> KUTIPAN PILIHAN
══════════
قَالَ أَبُو دَاوُدَ الطَّيَالِسِيُّ فِي مُسْنَدِهِ: حَدَّثَنَا شُعْبَةُ،
حَدَّثَنِي رَجُلٌ -مِنْ آلِ سَهْلِ بْنِ حُنَيْف -، عَنْ مُحَمَّدِ بْنِ
عَمَّار، عَنْ عَمَّارِ بْنِ يَاسِرٍ قَالَ: قَالَ رَسُولُ اللَّهِ صَلَّى
اللَّهُ عَلَيْهِ وَسَلَّمَ: "لَا يَدْخُلُ الْجَنَّةَ دَيُّوث"
Abu Daud At-Tayalisi mengatakan di dalam kitab musnadnya, telah
menceritakan kepadaku seorang lelaki dari keluarga Sahi ibnu Hanif, dari
Muhammad ibnu Ammar, dari Ammar ibnuYasiryang mengatakan bahwa
Rasulullah Saw. pernah bersabda: Tidak akan "masuk surga seorang lelaki
germo.
Hadis ini merupakan syahid yang menguatkan hadis-hadis sebelumnya.
قَالَ ابْنُ مَاجَهْ: حَدَّثَنَا هِشَامُ بْنُ عَمَّارٍ، حَدَّثَنَا سَلام
بْنُ سَوَّار، حَدَّثَنَا كَثِير بْنُ سُلَيم، عَنِ الضَّحَّاكِ بْنِ
مُزَاحِم: سَمِعْتُ أَنَسَ بْنَ مَالِكٍ يَقُولُ: سَمِعْتُ رَسُولَ اللَّهِ
صَلَّى اللَّهُ عَلَيْهِ وسلم [يَقُولُ]" مَنْ أَرَادَ أَنْ يَلْقَى
اللَّهَ طَاهِرًا مُطَهَّرًا، فليتزوج الحرائر".
Ibnu Majah mengatakan, telah menceritakan kepada kami Hisyam ibnu Ammar,
telah menceritakan kepada kami Salam ibni Siwar, telah menceritakan
kepada kami Kasir ibnu Sulaim, dari Ad-Dahhak ibnu Muzahim; ia pernah
mendengar sahabat Anas ibnu Malik mengatakan bahwa ia pernah mendengar
Rasulullah Saw. bersabda:Barang siapa yang ingin menjumpai Allah dalam
keadaan suci lagi disucikan, hendaklah ia mengawini wanita-wanita yang
merdeka.
Di dalam sanad hadis ini terdapat ke-daif-an.
══════════
> CUPLIKAN DATA
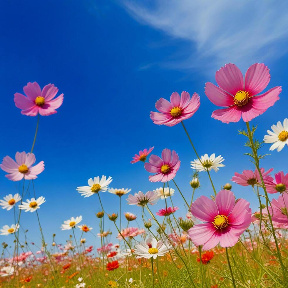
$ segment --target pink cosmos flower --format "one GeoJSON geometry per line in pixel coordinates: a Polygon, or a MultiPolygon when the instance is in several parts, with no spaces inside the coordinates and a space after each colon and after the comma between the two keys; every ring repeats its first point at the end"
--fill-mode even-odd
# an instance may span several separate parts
══════════
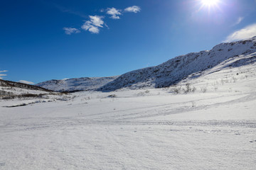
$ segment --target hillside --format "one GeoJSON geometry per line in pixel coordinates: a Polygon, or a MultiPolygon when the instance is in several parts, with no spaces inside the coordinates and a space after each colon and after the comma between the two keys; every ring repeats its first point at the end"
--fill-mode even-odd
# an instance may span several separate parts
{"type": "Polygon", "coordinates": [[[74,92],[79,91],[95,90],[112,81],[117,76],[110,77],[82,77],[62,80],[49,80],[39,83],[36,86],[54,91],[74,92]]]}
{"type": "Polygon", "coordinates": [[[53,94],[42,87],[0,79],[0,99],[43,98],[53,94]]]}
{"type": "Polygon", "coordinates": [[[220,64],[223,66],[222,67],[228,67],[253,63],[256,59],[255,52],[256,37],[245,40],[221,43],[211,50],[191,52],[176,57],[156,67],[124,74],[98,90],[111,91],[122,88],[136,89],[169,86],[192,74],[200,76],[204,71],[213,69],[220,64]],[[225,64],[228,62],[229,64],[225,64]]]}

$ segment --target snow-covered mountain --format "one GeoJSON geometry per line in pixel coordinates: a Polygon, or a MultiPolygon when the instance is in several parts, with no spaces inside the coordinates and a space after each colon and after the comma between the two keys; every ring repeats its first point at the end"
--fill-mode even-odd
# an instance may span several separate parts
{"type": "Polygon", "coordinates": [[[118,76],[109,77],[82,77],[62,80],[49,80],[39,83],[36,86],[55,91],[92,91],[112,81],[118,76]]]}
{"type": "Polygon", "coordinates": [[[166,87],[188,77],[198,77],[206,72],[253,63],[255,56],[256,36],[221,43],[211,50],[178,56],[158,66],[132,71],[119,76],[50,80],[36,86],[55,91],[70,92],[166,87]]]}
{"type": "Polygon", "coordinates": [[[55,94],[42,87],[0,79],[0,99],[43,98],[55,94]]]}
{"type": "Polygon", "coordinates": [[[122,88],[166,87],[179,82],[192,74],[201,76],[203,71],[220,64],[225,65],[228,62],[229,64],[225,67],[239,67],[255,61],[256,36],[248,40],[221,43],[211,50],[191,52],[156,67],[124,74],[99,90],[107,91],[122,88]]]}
══════════
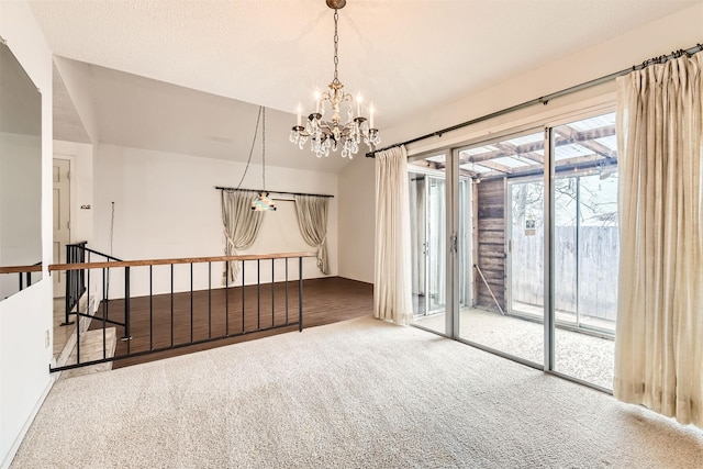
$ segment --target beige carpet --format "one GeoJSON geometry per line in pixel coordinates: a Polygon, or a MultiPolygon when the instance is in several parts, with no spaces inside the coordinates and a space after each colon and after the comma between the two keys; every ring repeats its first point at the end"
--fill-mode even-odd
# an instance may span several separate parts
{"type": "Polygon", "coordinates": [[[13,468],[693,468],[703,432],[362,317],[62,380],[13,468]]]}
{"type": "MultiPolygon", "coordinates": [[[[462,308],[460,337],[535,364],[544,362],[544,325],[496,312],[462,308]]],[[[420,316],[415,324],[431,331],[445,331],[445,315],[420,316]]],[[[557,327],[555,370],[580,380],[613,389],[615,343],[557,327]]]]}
══════════
> KUMPULAN TUGAS
1: Menurut kutipan pilihan, hadis yang diriwayatkan Abu Daud At-Tayalisi berkedudukan sebagai apa terhadap hadis-hadis sebelumnya?
2: Ketik ulang bagian kutipan pilihan yang dimulai dengan "Abu Daud At-Tayalisi" dan berlanjut hingga "menguatkan hadis-hadis sebelumnya.".

> JAWABAN TUGAS
1: Hadis itu merupakan syahid yang menguatkan hadis-hadis sebelumnya.

2:
Abu Daud At-Tayalisi mengatakan di dalam kitab musnadnya, telah
menceritakan kepadaku seorang lelaki dari keluarga Sahi ibnu Hanif, dari
Muhammad ibnu Ammar, dari Ammar ibnuYasiryang mengatakan bahwa
Rasulullah Saw. pernah bersabda: Tidak akan "masuk surga seorang lelaki
germo.
Hadis ini merupakan syahid yang menguatkan hadis-hadis sebelumnya.